## Texte à lire
▼
Pour ces deux raisons, le consensus universel n’est nullement un critère de vérité, et s’est d’ailleurs très souvent trompé – ce que Simone Weil ne relève pas. De la même manière, on aurait pu espérer une critique un peu poussée de la notion de « volonté générale » – mais peut-être cela aurait-il emmené l’auteur trop loin : sur des réflexions trop longues et trop critiques vis-à-vis de la démocratie.

Le second reproche que j’adresserais à Simone Weil est de ne pas examiner la question de la liberté d’association. Cela semble ne pas la gêner le moins du monde, comme si cette liberté, ce droit fondamental, était en réalité dénué de toute valeur. À mes yeux, il a au contraire une valeur extrême, et interdire purement et simplement les partis politiques me semble contradictoire avec cette liberté. Plutôt que de supprimer les partis politiques, dont il semble de toute manière impossible d’empêcher qu’ils renaissent sous forme de simples associations (qui pourraient se fédérer autour d’un ensemble d’idées, autour d’une revue, voire autour d’une personne, ce qu’on ne pourrait interdire sans sombrer dans une franche dictature), il serait donc préférable de limiter drastiquement leur intervention dans la vie politique.

Comment ? On peut penser à plusieurs moyens. Le principal serait d’interdire à un candidat de se revendiquer pour une élection d’un parti, d’une association etc., et surtout, inversement, d’interdire à tout parti ou association de l’investir, de financer sa campagne, de l’aider à accéder au pouvoir, ainsi que de leur interdire d’accorder quelque avantage matériel que ce soit à une personne exerçant des responsabilités politiques. Ainsi, sans nuire à la liberté d’association, on pourrait remédier aux principales nuisances liées aux partis politiques mais également au lobbying – une autre plaie assez proche.

On peut penser à d’autres moyens, bien sûr, compatibles avec cette première piste : je ne prétends pas à l’exhaustivité. L’essentiel est de garder en tête notre double but : préserver la liberté d’association, y compris autour d’idées politiques, tout en supprimant les effets pervers induits par les partis, c’est-à-dire en les empêchant d’intervenir concrètement dans la vie politique en tant que partis ou qu’associations.

Cela pose un autre problème – et ne pas l’examiner est le troisième reproche que j’adresserais à Simone Weil : si les partis politiques ou les associations ne peuvent plus investir de candidats et financer leurs campagnes, qui le fera ? S’ils on demande aux candidats de le faire eux-mêmes, ça ne peut mener qu’à la ploutocratie, le pouvoir des plus riches : eux seuls seront à même de débourser les sommes qu’implique une campagne électorale, et les élus se limiteront à peu près aux notables locaux et aux élites sociales ; ce qui est évidemment inacceptable.
▲
## Données du listing
▼
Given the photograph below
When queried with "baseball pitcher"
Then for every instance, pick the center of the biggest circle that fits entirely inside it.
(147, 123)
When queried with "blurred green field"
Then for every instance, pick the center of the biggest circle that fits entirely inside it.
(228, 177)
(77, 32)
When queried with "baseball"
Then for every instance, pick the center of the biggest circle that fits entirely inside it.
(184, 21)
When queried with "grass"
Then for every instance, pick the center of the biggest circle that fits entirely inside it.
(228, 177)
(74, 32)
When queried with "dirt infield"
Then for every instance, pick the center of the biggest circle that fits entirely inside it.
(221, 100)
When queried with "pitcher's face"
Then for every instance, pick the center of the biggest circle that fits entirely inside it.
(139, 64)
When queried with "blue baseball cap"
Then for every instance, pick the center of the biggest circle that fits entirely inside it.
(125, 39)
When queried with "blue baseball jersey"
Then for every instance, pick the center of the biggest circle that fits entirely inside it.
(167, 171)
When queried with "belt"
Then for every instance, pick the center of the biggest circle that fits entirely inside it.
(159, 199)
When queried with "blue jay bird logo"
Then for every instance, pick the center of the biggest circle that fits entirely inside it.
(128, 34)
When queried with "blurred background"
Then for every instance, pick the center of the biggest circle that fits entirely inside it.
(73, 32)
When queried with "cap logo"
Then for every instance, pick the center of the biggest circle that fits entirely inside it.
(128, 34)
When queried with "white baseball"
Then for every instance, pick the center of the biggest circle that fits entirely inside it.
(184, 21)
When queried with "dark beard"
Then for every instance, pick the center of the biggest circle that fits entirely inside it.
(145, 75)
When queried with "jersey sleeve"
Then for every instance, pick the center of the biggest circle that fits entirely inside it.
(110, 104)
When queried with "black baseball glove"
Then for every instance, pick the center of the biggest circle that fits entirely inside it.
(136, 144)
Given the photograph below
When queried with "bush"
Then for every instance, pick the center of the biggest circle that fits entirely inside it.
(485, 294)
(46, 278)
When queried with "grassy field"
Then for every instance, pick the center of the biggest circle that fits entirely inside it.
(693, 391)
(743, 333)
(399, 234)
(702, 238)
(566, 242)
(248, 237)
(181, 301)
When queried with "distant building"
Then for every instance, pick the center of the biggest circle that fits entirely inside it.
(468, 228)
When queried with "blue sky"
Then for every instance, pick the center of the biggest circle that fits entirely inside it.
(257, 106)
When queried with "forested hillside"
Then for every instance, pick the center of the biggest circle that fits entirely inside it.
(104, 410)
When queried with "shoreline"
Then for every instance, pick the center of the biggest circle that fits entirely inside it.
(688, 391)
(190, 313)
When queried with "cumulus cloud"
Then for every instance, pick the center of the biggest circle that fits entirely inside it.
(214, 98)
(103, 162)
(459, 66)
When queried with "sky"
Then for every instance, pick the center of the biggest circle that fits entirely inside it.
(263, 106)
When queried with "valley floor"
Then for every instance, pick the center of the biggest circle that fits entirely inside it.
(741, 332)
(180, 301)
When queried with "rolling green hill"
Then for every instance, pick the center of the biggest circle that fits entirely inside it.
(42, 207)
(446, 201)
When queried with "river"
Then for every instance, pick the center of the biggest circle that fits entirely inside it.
▲
## Votre objectif
Modifiez le texte sur les partis politiques en reprenant tout ce qui va de « Comment ? On peut » jusqu'à « plaie assez proche. », où « lobbying » doit céder la place à « trafic d'influence ».

## Résultat final
Comment ? On peut penser à plusieurs moyens. Le principal serait d’interdire à un candidat de se revendiquer pour une élection d’un parti, d’une association etc., et surtout, inversement, d’interdire à tout parti ou association de l’investir, de financer sa campagne, de l’aider à accéder au pouvoir, ainsi que de leur interdire d’accorder quelque avantage matériel que ce soit à une personne exerçant des responsabilités politiques. Ainsi, sans nuire à la liberté d’association, on pourrait remédier aux principales nuisances liées aux partis politiques mais également au trafic d'influence – une autre plaie assez proche.